> [Directive 1] Reproduce the passage of the text headed "Introducing Nye and Riley," starting with "INTRODUCING NYE AND" and going on through "a tremendous demonstration.".

INTRODUCING NYE AND RILEY

James Whitcomb Riley and Edgar Wilson Nye (Bill Nye) were to
give readings in Tremont Temple, Boston, November, 1888. Mr.
Clemens was induced to introduce Messrs. Riley and Nye. His
appearance on the platform was a surprise to the audience, and
when they recognized him there was a tremendous demonstration.

I am very glad indeed to introduce these young people to you, and at the
same time get acquainted with them myself. I have seen them more than
once for a moment, but have not had the privilege of knowing them
personally as intimately as I wanted to. I saw them first, a great many
years ago, when Mr. Barnum had them, and they were just fresh from Siam.
The ligature was their best hold then, the literature became their best
hold later, when one of them committed an indiscretion, and they had to
cut the old bond to accommodate the sheriff.

In that old former time this one was Chang, that one was Eng. The
sympathy existing between the two was most extraordinary; it was so fine,
so strong, so subtle, that what the one ate the other digested; when one
slept, the other snored; if one sold a thing, the other scooped the
usufruct. This independent and yet dependent action was observable in
all the details of their daily life--I mean this quaint and arbitrary
distribution of originating cause and resulting effect between the two-
between, I may say, this dynamo and the other always motor, or, in other
words, that the one was always the creating force, the other always the
utilizing force; no, no, for while it is true that within certain well-
defined zones of activity the one was always dynamo and the other always
motor, within certain other well-defined zones these positions became
exactly reversed.

> [Data records]
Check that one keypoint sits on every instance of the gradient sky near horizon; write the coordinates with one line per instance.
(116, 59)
---
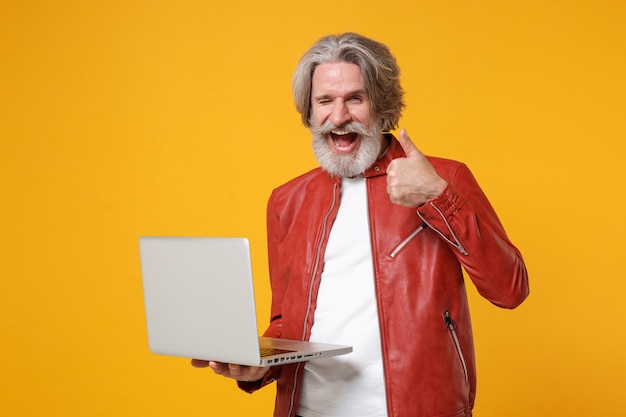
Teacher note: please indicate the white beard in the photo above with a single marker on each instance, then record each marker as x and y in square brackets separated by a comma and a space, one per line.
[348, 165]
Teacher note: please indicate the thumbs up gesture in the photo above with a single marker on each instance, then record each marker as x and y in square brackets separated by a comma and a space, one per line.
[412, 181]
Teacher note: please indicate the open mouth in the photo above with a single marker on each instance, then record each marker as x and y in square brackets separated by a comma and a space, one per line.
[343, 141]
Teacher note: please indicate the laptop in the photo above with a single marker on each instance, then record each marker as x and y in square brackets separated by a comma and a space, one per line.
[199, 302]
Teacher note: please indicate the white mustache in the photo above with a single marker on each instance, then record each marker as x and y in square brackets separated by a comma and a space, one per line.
* * *
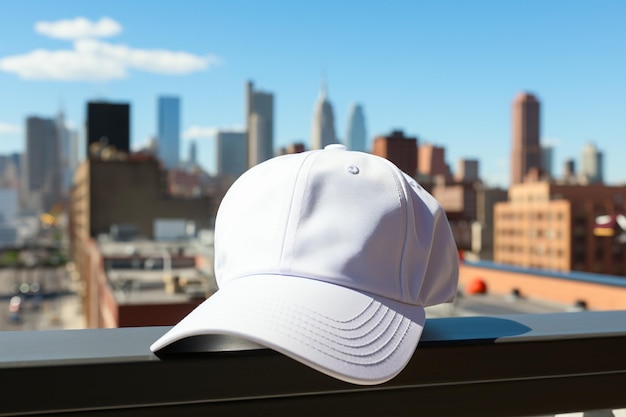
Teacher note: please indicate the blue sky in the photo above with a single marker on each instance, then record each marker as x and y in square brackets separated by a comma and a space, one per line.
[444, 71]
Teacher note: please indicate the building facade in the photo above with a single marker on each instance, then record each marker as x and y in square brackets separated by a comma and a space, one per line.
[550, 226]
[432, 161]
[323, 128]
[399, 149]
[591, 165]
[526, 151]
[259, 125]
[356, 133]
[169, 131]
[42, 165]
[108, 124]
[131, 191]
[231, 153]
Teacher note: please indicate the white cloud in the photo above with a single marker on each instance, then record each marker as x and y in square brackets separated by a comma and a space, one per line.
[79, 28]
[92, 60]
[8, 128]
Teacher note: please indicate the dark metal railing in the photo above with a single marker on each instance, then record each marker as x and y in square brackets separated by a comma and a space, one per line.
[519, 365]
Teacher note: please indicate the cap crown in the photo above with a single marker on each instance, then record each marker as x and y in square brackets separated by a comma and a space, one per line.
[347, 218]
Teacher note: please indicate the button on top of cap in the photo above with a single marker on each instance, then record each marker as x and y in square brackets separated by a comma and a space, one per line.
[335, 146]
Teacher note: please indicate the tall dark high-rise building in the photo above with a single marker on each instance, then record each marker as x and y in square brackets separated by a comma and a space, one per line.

> [Directive 2] From the entries above, output every line containing the string "cloud", matching case exactly.

> [Final result 1]
INTRODUCING NYE AND RILEY

James Whitcomb Riley and Edgar Wilson Nye (Bill Nye) were to
give readings in Tremont Temple, Boston, November, 1888. Mr.
Clemens was induced to introduce Messrs. Riley and Nye. His
appearance on the platform was a surprise to the audience, and
when they recognized him there was a tremendous demonstration.

> [Final result 2]
Teacher note: please indicate the white cloud in the photo above with a single marker on each instance, then record each marker as x and y in square brackets separated by a comma and a space, one per line.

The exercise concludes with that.